Problem: From the entries below, copy every line that holds the word "cloud".

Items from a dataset
◇ ◇ ◇

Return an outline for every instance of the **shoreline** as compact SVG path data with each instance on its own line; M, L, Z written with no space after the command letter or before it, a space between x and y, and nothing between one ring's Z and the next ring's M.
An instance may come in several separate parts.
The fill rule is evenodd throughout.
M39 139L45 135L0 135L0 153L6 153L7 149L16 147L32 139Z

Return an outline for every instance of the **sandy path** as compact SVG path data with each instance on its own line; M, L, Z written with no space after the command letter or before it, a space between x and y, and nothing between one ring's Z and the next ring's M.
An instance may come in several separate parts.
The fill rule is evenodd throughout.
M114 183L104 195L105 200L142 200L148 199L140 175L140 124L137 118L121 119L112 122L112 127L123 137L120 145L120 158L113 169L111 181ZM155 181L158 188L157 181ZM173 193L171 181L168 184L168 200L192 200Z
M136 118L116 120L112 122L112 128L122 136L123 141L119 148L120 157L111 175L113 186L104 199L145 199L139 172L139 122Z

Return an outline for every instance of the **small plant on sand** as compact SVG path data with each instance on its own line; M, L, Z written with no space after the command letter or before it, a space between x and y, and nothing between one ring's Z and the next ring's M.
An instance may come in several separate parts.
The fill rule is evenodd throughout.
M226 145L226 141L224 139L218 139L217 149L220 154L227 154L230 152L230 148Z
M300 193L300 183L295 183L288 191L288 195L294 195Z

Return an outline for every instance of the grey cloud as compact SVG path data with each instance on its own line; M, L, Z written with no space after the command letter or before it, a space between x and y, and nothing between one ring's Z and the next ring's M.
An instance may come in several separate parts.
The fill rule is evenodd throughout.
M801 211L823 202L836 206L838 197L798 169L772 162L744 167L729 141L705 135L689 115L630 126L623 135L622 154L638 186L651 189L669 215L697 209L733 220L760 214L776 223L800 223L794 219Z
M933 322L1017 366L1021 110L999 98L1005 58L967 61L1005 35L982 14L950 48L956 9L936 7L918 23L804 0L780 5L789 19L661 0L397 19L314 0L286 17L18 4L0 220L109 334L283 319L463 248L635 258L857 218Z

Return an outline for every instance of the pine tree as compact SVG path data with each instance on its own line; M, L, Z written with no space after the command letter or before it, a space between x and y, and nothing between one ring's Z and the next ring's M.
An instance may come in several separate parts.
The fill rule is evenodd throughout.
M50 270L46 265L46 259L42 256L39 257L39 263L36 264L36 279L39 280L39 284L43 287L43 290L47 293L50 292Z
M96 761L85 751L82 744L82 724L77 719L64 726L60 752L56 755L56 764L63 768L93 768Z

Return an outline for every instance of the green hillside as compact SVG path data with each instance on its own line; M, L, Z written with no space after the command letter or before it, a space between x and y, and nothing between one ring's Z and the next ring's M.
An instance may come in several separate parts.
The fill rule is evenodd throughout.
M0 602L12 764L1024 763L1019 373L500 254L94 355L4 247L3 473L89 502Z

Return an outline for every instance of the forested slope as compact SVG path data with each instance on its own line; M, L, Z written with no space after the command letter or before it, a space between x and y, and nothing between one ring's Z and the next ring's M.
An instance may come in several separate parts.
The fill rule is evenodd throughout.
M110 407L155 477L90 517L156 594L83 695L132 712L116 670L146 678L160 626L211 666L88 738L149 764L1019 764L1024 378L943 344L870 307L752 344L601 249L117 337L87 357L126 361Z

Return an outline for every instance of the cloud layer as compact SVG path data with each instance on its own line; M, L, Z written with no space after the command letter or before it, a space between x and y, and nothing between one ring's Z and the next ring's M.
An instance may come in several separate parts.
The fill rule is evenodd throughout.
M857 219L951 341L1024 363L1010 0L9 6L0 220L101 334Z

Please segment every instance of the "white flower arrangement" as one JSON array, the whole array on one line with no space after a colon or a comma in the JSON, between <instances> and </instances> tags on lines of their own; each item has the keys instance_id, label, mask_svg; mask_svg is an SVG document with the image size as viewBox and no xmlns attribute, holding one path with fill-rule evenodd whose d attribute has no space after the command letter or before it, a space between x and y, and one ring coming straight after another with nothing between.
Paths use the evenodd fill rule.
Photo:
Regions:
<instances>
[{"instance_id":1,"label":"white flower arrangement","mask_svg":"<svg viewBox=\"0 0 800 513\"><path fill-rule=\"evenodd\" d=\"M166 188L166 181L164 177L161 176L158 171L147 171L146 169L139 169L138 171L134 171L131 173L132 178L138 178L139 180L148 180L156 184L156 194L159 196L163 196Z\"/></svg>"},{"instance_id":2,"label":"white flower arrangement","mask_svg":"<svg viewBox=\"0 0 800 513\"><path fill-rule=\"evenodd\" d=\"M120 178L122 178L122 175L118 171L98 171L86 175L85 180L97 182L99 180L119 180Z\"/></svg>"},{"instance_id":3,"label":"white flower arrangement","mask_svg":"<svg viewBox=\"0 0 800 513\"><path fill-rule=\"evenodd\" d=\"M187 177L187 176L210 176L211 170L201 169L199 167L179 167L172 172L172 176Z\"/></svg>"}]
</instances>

◇ ◇ ◇

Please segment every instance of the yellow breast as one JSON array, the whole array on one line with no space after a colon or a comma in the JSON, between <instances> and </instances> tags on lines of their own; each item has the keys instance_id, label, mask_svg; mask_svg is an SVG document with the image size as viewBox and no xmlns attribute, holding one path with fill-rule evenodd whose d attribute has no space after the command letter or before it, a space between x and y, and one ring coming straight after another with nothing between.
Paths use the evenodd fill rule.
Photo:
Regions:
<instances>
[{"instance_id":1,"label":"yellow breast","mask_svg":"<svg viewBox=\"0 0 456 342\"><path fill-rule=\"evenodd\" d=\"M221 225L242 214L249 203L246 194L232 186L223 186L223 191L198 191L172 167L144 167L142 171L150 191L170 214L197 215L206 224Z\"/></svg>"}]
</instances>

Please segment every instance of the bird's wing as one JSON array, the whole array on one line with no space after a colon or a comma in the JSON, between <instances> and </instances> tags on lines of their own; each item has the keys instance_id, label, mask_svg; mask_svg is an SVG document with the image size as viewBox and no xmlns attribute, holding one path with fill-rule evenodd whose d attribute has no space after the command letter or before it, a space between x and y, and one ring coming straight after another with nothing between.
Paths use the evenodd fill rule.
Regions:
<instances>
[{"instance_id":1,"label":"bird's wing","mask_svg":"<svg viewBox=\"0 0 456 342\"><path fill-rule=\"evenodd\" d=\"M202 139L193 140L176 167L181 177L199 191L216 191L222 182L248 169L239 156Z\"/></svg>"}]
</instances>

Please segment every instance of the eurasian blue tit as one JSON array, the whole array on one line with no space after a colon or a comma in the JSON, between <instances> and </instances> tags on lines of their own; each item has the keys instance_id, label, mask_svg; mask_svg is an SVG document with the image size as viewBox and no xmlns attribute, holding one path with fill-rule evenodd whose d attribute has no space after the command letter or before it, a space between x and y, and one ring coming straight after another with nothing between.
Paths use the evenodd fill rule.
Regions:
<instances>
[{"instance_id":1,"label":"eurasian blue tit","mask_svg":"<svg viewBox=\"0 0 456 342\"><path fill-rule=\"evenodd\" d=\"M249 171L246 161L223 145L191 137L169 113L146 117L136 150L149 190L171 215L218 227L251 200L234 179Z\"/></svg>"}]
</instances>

◇ ◇ ◇

Exercise solution:
Return an outline for every instance of the grey cloud as compact SVG path data with each instance on its own line; M, L, Z written with no space after the command letter or before it, a space between x and y, and nothing between one ring's Z and the next ring's M.
Return an outline for every instance of the cloud layer as compact SVG path data with each instance on its own line; M, L, Z written with no space after the command letter or before it, a space between x and y, and nothing between one ring's Z and the next ring's M.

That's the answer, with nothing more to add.